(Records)
•••
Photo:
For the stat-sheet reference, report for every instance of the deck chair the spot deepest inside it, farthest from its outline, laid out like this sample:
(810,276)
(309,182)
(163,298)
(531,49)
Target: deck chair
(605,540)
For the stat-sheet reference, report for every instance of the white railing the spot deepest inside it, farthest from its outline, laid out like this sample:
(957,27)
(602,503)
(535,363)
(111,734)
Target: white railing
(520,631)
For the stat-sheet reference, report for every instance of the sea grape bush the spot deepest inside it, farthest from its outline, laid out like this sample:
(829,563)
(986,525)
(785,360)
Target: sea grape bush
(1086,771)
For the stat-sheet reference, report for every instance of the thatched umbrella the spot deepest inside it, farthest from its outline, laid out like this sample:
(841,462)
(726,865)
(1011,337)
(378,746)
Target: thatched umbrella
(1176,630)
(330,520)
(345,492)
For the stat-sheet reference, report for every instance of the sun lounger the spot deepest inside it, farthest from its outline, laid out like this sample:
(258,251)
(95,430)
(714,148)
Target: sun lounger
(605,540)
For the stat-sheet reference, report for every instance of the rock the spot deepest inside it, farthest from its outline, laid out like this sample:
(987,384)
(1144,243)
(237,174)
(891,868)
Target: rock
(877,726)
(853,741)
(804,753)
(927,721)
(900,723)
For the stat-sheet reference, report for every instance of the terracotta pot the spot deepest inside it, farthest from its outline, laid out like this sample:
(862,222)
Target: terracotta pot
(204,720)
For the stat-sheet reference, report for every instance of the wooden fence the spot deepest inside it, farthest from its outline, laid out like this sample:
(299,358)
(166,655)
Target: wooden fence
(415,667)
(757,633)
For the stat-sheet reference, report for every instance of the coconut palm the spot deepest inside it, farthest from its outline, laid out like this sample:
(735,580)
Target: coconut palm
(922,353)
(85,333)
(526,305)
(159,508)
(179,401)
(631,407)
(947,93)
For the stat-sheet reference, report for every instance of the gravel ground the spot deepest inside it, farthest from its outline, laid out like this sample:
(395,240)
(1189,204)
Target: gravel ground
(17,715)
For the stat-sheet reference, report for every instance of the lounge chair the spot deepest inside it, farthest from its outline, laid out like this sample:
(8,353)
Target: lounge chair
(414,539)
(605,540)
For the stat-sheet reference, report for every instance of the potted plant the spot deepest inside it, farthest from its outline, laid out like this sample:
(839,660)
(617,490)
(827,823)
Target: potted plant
•••
> DIRECTIVE: Rewrite the records starting with the line that contains "of the potted" and going on through the end of the records, replacing "potted plant" with "planter" and leaving everything else unchanged.

> THE ANSWER:
For the stat-sheet reference, report for every instance of the planter the spot deepest inside it, farthest from its outline, laid out like this sample:
(839,660)
(617,490)
(827,823)
Target: planter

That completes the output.